→ **TEXT TO READ**:
— start —

I just revisited the topic of Doom performance, and since the DX12 API patch is publicly available, I also retested Total War: Warhammer. We got a preview of DX12 performance prior to the launch, and there's a bunch of background information covered in the Doom article that's worth reading if you're not familiar with the idea of APIs and what low-level access means, but I'll skip that this time and cut straight to the main event.
Unlike Doom where the Vulkan support can be largely quantified as vendor agnostic—meaning, both AMD and Nvidia have helped the developer—Warhammer is an AMD Gaming Evolved release. That doesn't mean Nvidia can't work with developer Creative Assembly, but in practice they're not likely to do nearly as much. The same thing happens on Nvidia-partnered games, so I'm not too worried about it.
The initial preview of Warhammer's DX12 performance left me with some unanswered questions, as it was only a benchmark, and the public release of the game lacked the same benchmark functionality. At the time, I couldn't create an apples-to-apples comparison between the DX11 and DX12 performance. With a public launch of DX12 support—still classified as 'beta'—and the addition of a benchmark mode to the retail release, I can now give some hard numbers on the performance gains and losses that come with various GPUs.
Here's where things get a bit crazy. This is an AMD-branded title, so naturally you'd expect AMD to come out on top. Prior to the DX12 patch, that wasn't even remotely the case—under DX11, AMD basically gets curb-stomped. So heavy optimizations for AMD hardware under DX12 are the order of the day it would seem, but will it be enough?

— end —

→ **DATA EXTRACT**:

— start —

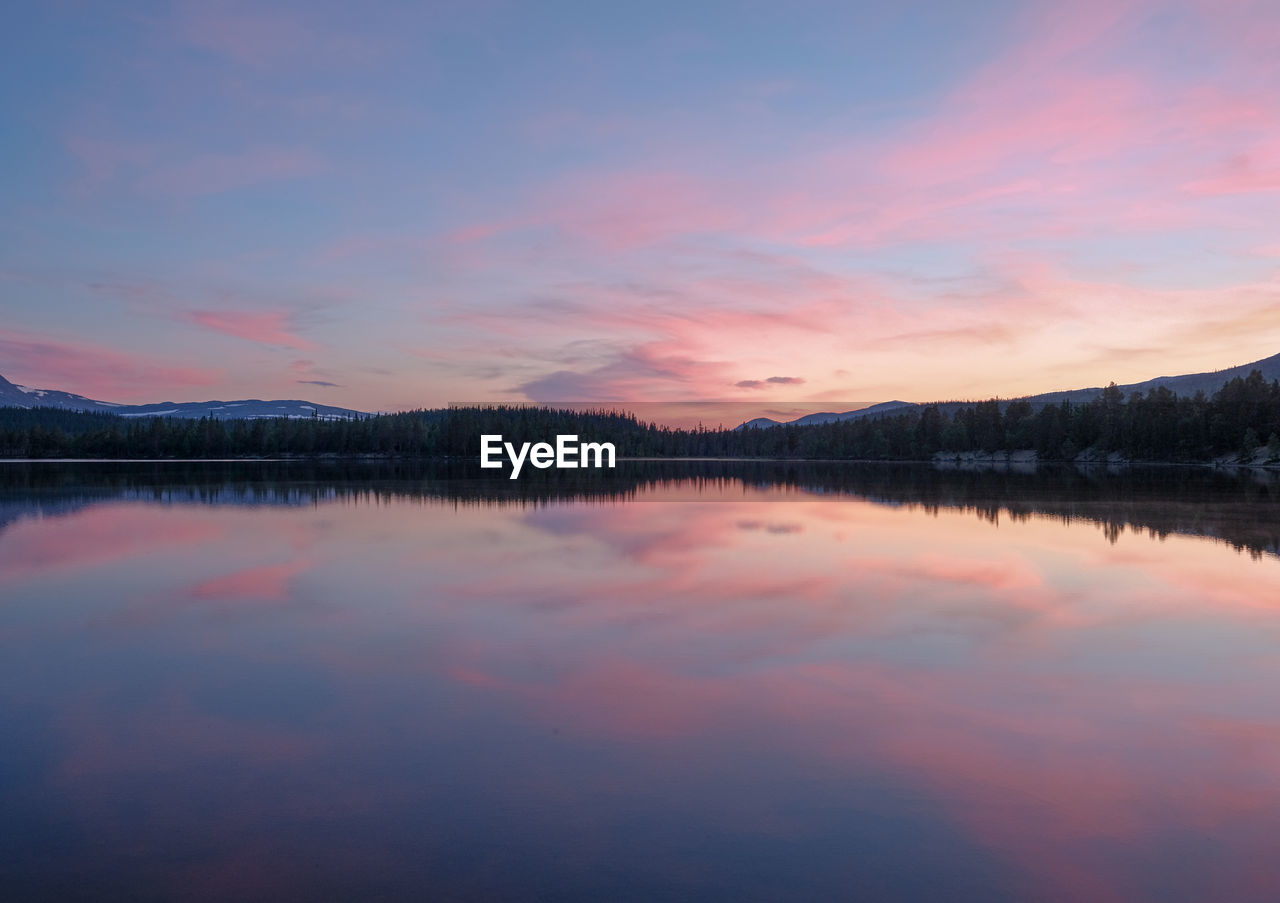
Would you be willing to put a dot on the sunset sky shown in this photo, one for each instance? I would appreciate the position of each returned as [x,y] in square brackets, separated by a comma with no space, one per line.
[398,205]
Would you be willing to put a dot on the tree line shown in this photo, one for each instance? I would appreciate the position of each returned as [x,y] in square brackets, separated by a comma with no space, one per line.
[1240,419]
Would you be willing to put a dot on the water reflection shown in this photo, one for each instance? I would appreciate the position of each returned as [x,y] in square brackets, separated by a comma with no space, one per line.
[277,683]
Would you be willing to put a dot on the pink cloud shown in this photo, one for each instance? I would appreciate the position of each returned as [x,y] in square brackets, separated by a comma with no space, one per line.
[265,328]
[92,370]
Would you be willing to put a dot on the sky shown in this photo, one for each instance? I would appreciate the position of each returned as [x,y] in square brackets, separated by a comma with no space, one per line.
[394,205]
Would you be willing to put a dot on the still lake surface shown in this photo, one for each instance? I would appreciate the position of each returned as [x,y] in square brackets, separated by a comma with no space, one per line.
[679,682]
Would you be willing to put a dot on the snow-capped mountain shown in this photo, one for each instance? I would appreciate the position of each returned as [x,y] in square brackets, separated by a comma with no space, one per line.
[250,409]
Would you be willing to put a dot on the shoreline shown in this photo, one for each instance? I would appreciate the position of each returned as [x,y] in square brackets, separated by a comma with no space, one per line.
[967,460]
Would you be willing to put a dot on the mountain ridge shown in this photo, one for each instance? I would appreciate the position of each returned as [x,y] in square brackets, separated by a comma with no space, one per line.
[1183,384]
[13,395]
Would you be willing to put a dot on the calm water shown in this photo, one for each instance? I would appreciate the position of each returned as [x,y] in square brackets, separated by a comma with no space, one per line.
[682,683]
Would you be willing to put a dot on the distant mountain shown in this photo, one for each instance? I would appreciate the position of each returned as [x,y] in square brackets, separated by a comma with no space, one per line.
[826,416]
[1184,386]
[248,409]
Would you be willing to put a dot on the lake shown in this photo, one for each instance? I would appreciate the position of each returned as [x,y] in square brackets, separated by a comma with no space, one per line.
[675,682]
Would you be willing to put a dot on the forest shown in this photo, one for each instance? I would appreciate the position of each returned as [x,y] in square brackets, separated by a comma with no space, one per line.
[1239,420]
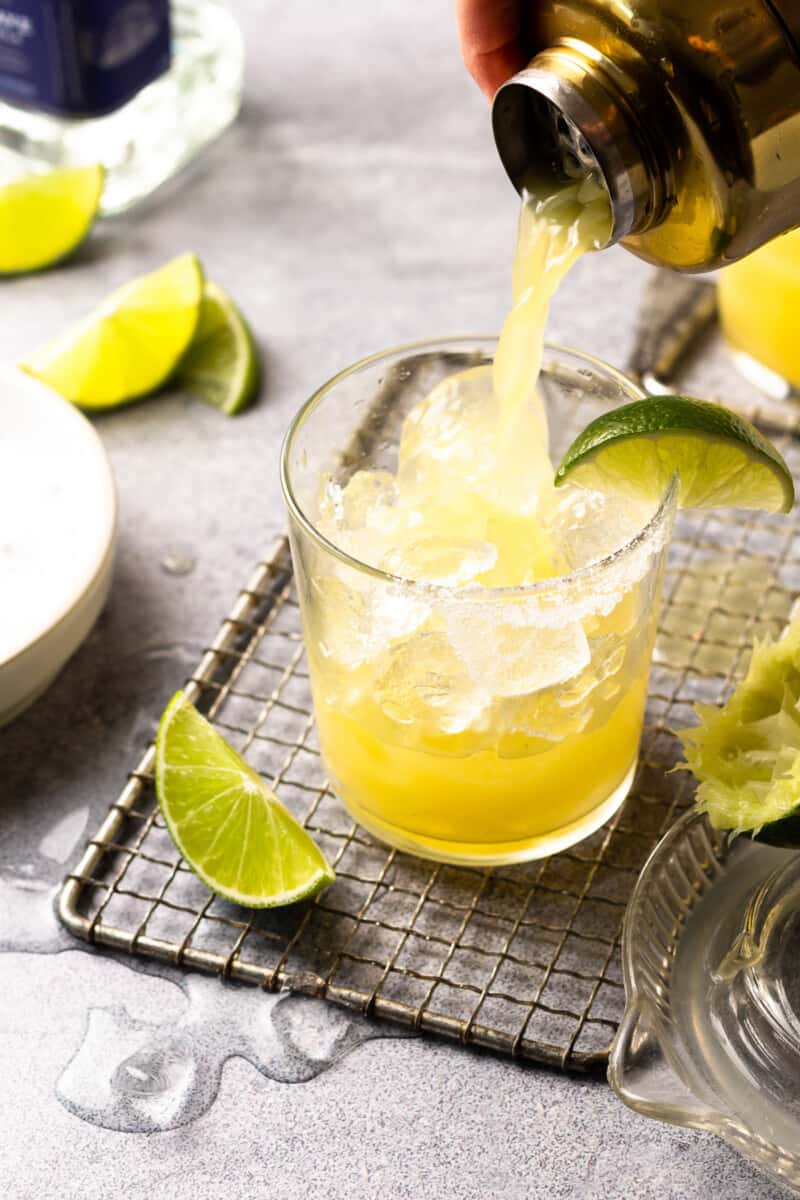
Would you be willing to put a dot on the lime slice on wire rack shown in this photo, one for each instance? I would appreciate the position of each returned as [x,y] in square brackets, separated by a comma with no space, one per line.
[131,343]
[44,217]
[221,365]
[226,822]
[721,459]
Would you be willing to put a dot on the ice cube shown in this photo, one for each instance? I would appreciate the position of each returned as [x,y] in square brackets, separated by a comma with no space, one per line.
[589,526]
[446,429]
[362,517]
[446,561]
[534,724]
[353,621]
[515,657]
[361,503]
[421,681]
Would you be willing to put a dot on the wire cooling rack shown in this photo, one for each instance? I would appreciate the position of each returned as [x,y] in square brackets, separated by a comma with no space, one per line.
[521,959]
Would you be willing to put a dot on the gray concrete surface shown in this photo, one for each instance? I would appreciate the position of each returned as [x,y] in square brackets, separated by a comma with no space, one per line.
[356,204]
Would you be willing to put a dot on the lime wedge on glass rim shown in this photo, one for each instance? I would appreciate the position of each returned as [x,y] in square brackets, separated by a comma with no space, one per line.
[721,459]
[131,343]
[44,217]
[226,822]
[221,365]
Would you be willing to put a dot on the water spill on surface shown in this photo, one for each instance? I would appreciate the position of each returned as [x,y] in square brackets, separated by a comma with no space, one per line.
[62,838]
[178,562]
[145,1077]
[28,921]
[127,1073]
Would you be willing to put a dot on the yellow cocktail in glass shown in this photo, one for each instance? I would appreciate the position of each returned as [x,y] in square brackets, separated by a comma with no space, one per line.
[480,694]
[759,300]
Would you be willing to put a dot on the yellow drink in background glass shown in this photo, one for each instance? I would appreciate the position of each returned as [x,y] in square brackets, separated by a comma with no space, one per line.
[759,306]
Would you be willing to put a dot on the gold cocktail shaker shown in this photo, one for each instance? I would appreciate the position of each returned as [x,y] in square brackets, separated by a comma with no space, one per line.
[689,109]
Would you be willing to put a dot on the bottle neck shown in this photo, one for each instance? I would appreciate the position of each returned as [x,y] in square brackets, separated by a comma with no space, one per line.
[565,117]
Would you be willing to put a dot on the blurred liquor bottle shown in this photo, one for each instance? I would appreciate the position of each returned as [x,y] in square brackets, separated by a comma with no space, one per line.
[139,85]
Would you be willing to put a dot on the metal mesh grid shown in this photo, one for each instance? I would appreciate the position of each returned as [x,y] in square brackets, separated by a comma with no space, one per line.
[523,959]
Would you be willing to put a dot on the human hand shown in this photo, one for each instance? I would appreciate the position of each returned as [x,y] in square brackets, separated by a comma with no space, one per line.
[492,42]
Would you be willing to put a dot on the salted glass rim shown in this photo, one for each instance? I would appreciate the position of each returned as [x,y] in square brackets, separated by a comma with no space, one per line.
[540,587]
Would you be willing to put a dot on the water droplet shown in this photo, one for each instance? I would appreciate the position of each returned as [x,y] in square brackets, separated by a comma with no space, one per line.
[178,562]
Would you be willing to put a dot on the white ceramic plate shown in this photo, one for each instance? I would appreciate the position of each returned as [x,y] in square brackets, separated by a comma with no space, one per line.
[58,526]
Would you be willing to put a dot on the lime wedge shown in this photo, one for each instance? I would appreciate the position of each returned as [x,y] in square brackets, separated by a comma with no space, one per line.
[130,345]
[746,755]
[44,217]
[721,459]
[227,823]
[221,365]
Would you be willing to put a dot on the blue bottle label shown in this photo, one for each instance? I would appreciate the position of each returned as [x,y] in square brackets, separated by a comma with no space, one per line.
[80,58]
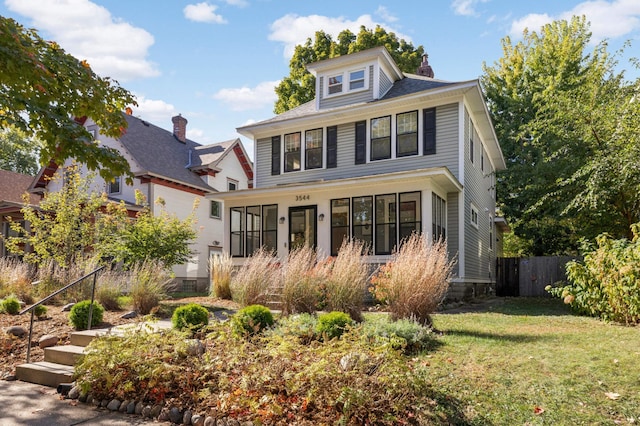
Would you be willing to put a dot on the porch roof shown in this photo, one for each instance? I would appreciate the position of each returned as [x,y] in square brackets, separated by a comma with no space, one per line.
[441,176]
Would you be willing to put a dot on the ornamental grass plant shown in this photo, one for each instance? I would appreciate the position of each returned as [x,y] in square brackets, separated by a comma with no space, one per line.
[416,279]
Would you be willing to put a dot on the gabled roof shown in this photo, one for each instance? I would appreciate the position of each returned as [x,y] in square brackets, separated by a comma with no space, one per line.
[159,153]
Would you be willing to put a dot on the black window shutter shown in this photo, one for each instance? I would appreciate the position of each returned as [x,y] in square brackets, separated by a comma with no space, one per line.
[429,131]
[361,142]
[275,155]
[332,147]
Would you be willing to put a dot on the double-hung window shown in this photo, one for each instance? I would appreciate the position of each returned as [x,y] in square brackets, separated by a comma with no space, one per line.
[335,84]
[356,80]
[292,152]
[381,138]
[313,149]
[407,134]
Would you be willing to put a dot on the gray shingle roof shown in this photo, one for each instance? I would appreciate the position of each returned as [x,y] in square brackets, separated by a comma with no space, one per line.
[158,152]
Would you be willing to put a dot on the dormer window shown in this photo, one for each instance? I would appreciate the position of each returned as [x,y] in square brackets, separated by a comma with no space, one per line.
[345,82]
[335,84]
[356,80]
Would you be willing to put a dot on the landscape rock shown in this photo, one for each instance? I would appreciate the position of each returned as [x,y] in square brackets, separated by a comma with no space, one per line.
[48,340]
[175,415]
[114,405]
[74,393]
[17,331]
[186,417]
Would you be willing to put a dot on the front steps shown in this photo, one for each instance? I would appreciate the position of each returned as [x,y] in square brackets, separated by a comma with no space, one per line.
[59,361]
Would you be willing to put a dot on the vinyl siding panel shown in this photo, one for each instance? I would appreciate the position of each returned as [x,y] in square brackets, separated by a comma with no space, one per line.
[347,98]
[479,258]
[446,155]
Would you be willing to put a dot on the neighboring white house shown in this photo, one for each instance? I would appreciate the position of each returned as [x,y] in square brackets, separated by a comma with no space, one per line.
[169,166]
[377,155]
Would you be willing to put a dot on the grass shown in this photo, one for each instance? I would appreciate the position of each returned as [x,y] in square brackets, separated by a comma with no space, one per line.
[529,361]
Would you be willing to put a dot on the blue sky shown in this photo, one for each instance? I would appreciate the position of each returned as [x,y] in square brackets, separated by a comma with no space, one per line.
[216,61]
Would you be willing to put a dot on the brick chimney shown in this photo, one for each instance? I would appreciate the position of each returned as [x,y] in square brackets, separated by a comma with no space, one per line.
[424,68]
[180,128]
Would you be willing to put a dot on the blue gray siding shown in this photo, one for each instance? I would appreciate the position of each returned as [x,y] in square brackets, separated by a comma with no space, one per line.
[479,259]
[348,98]
[446,155]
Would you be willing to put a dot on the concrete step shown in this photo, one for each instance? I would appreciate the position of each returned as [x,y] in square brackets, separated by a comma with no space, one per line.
[65,355]
[45,373]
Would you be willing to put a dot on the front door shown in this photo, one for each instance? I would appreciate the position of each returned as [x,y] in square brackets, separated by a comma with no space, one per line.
[302,227]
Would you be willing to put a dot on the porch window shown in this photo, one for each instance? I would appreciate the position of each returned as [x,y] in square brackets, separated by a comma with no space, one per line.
[339,223]
[407,133]
[313,149]
[381,138]
[439,217]
[363,220]
[270,227]
[292,152]
[410,214]
[113,187]
[236,246]
[253,229]
[385,223]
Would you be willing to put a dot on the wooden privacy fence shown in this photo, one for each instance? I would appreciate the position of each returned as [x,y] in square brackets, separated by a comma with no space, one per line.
[528,276]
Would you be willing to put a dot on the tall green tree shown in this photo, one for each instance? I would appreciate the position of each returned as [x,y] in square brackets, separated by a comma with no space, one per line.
[552,100]
[18,152]
[299,86]
[44,91]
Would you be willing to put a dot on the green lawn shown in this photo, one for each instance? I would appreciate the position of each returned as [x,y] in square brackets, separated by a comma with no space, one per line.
[529,361]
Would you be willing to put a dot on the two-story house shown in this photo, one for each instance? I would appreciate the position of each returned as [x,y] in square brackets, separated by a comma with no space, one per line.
[178,170]
[377,155]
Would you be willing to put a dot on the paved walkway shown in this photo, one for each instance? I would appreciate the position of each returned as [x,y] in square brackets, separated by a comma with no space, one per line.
[24,403]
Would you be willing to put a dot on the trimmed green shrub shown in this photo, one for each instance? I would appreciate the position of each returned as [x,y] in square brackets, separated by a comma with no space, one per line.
[79,315]
[406,335]
[191,316]
[333,324]
[11,305]
[251,320]
[40,311]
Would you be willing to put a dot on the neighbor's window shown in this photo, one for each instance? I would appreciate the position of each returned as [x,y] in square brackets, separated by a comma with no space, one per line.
[114,187]
[292,152]
[216,209]
[339,223]
[313,149]
[407,133]
[381,138]
[237,231]
[335,84]
[356,80]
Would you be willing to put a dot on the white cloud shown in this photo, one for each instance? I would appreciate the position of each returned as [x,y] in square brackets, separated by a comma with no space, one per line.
[385,15]
[203,12]
[88,31]
[246,98]
[609,19]
[157,112]
[292,29]
[466,7]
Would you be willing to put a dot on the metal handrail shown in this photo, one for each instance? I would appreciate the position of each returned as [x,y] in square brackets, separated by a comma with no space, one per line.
[54,294]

— end —

→ **WHAT IS ASKED**:
1) Summarize the Warhammer DX12 article in two sentences.
2) Pick up the Warhammer DX12 article after its final sentence and keep writing it.
The entries can be set aside; nothing here depends on them.

→ **ANSWERS TO THE TASKS**:
1) With Total War: Warhammer's DX12 patch now public and a benchmark mode added to the retail game, the author can finally compare DX11 and DX12 performance directly across various GPUs, something the earlier preview did not allow. Although Warhammer is an AMD Gaming Evolved title, AMD was badly beaten under DX11, so the question is whether heavy DX12 optimizations for AMD hardware will be enough.

2)
CPU: Intel Core i7-5930K @ 4.2GHz
Mobo: Gigabyte GA-X99-UD4
RAM: G.Skill Ripjaws 16GB DDR4-2666
Storage: Samsung 850 EVO 2TB
PSU: EVGA SuperNOVA 1300 G2
CPU cooler: Cooler Master Nepton 280L
Case: Cooler Master CM Storm Trooper
OS: Windows 10 Pro 64-bit
Drivers: AMD Crimson 16.7.2, Nvidia 368.69/.64
I'm using my standard testbed, which you can see to the right. I did a quick spot-check of CPU requirements, and as noted in the earlier look at Warhammer, this game needs a certain level of CPU performance; more on this below. All of the cards were retested with DX11 and DX12, using AMD's Crimson 16.7.2 drivers and Nvidia's 368.69 drivers—the exception being the recently launched GTX 1060, where I used the 368.64 drivers.
Due to the sheer number of cards, I've separated each resolution into AMD and Nvidia hardware, and colored DX12 results red and DX11 results blue. (If you're interested in the full charts, here are the 1080p, 1440p, and 4K results.) Unlike Doom, Warhammer includes a built-in benchmark, and the variance between benchmark runs is generally less than one percent. I log frame times using FRAPS for DX11 and PresentMon for DX12, and calculate the average and 97 percentile average (the average of the highest three percent of frame times) so that one or two bad frames don't skew the results.
In an ideal world, switching to a low-level API like DX12 or Vulkan shouldn't reduce performance—it's there for developers who want to improve performance, so if that's not happening, they're not trying hard enough. That's my view on things at any rate. You don't spend a bunch of time tweaking and overclocking a PC with the expectation of getting lower performance, and low-level APIs are basically the 'overclocking' of software development. As we'll see shortly, the 'don't run slower with a low-level API' mantra isn't really panning out for all vendors this round.
Just as we saw in Doom, AMD graphics cards see some major performance gains with DX12 compared to DX11. Minimum fps is up 20-25 percent, and the average is up 25-35 percent—and in the case of the R9 390, performance is 50 percent better. I'd like to say this is thanks to the marvels of DX12, but honestly a big part of the problem is just how poorly AMD does under DX11. The R9 Fury X for example is slower than a GTX 970 under DX11, which is absurd. Even with DX12, the GTX 980 Ti is still about 15 percent faster than the Fury X, though 1080p has never been Fiji's strong suit.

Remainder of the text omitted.